** What you need to do **
a) Answer these questions about the peephole LSTM pseudo-code, one per line:
(i) According to its description, what does the forward pass compute?
(ii) Which two kinds of gates does Step 1a,1b cover?
(iii) In the net input formula, which term do the weights $w_{l_jc_j^v}$ multiply?
b) Pick up the peephole LSTM pseudo-code and continue it past its last line.

** Excerpt **
\section{Peephole LSTM with Forget Gates in Pseudo-code}
\label{sec:LSTM_FgPH_Pseudo-code}
\fbox{
\parbox{10cm}{ \tt \small
\begin{tabbing}
\hspace{0.5cm} \= \hspace{0.5cm} \= \hspace{0.5cm} \= \kill
{\bf REPEAT} learning loop\\
{\bf forward pass} (net input and activation in hidden layer)\\
  \> {\bf reset} all $net$ values\\ % with bias connection or to zero\\
  \> {\bf Step 1a,1b: input gates and forget gates, $l\in\{\varphi,in\}$:}
(\ref{equ:net_in}),(\ref{equ:net_fg}): \\
  \>  \> $net_{l_j}(t) = \sum_{m} w_{l_jm} \ y^{m}(t\!-\!1) +
\sum_{v=1}^{S_j} w_{l_jc_j^v} \ s_{c_j^v}(t\!-\!1)

** Items **
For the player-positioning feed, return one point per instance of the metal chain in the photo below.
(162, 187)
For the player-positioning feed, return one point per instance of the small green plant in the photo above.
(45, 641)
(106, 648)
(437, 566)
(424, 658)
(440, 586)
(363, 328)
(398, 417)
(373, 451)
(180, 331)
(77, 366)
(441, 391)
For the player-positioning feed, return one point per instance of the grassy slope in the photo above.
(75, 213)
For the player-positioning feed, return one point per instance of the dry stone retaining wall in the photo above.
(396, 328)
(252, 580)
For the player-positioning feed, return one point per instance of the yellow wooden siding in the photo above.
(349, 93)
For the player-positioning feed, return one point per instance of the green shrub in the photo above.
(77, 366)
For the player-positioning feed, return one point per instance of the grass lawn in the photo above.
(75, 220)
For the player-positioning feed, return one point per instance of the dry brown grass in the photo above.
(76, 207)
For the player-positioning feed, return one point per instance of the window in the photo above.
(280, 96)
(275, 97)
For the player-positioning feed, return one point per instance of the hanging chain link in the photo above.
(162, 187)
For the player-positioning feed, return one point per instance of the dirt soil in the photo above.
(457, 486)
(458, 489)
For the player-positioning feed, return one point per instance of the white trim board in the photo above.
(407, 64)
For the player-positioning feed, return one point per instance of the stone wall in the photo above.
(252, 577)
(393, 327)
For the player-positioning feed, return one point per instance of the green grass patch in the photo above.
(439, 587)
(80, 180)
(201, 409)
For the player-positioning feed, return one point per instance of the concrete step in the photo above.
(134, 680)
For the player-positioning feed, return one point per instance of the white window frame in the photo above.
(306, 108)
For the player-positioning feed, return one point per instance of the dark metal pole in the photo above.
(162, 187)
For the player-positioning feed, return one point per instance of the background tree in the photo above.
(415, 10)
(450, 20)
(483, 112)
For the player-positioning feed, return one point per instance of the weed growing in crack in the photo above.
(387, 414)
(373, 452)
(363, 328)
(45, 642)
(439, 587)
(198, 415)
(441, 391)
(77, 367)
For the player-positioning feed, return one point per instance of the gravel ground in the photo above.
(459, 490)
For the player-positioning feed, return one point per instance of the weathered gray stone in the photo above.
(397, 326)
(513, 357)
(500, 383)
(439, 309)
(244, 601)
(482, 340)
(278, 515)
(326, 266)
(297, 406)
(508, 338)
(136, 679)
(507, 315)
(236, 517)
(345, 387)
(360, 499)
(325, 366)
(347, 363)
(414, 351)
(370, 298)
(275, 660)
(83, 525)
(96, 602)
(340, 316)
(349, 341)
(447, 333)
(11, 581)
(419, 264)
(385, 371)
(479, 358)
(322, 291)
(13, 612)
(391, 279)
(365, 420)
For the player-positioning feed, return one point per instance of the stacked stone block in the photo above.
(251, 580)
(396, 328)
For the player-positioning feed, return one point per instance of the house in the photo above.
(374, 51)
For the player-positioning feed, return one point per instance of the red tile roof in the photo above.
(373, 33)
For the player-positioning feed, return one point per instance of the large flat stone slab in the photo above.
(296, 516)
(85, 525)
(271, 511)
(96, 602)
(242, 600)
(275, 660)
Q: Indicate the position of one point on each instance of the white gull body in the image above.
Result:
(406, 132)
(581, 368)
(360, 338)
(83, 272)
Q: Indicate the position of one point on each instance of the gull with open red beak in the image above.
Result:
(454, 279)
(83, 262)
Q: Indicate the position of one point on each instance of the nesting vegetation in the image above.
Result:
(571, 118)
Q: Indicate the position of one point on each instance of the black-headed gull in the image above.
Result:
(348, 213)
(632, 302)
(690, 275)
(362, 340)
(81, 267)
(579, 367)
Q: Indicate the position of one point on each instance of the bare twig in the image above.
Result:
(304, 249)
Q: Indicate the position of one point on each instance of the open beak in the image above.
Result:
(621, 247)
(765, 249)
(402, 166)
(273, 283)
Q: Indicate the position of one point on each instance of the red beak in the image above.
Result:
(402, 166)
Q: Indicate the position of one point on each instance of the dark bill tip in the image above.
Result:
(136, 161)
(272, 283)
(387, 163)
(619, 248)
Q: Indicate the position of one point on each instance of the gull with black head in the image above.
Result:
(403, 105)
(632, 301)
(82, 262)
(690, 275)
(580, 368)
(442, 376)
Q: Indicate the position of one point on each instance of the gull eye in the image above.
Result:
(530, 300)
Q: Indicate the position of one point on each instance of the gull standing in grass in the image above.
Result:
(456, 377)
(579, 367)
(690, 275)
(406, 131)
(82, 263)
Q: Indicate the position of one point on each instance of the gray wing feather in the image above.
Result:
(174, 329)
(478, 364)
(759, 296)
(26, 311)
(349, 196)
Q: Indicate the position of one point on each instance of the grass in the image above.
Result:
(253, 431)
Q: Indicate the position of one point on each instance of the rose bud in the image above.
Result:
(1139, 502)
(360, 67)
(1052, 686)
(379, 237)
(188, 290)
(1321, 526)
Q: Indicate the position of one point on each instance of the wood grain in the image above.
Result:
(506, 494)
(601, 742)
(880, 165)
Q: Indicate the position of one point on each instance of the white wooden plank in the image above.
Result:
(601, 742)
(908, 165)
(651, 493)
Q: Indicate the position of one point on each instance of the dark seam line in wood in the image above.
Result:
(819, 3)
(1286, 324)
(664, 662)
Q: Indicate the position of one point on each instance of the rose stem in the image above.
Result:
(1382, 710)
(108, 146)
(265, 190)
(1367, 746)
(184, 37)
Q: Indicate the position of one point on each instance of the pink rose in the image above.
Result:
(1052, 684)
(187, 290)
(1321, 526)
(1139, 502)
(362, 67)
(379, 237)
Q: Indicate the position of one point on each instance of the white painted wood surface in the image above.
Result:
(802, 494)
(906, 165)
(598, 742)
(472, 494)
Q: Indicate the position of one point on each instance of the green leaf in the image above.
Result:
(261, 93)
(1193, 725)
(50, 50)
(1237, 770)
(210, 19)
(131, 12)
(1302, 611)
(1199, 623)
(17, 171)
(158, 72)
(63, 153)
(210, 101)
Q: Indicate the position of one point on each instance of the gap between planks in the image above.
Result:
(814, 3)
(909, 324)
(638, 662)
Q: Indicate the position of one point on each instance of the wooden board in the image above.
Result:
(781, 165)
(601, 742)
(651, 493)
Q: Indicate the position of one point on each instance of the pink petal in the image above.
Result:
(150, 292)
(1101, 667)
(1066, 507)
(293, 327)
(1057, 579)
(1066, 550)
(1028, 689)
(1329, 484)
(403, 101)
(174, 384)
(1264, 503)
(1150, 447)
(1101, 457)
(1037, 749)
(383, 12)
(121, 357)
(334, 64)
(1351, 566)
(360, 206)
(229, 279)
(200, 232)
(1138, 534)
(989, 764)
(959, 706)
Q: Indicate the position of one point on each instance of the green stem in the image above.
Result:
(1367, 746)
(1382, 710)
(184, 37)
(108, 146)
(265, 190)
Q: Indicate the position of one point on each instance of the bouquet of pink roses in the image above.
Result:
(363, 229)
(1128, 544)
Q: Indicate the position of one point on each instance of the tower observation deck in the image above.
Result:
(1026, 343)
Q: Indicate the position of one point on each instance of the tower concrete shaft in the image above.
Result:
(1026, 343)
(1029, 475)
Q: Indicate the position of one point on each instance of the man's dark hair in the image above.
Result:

** Responses to the exercise **
a)
(i) The net input and activation in the hidden layer.
(ii) Input gates and forget gates.
(iii) $s_{c_j^v}(t\!-\!1)$, summed over $v$ from 1 to $S_j$.

b)
\ , \ \
y^{l_{j}}(t) = f_{l_j}(net_{l_j}(t))$\\
  \> {\bf Step 1c}: 
{\bf cell state}, $s_{c_j^v}(0)=0$: (\ref{equ:s_c_Fg}):\\
  \>  \> $net_{c_j^v}(t) = \sum_m w_{c_j^v m} \ y^m(t\!-\!1)$ ,
$s_{c_j^v}(t) = y^{\varphi_j}(t) \ s_{c_j^v}(t\!-\!1) +  
	 y^{in_{j}}(t) \ g(net_{c_j^v}(t))$\\
  \> {\bf Step 2:} {\bf output gate activation}: (\ref{equ:net_out_peep}):\\ 
  \>  \> $net_{out_j}(t) = \sum_{m} w_{out_jm} \ y^{m}(t\!-\!1) +
\sum_{v=1}^{S_j} w_{out_jc_j^v} \ s_{c_j^v}(t)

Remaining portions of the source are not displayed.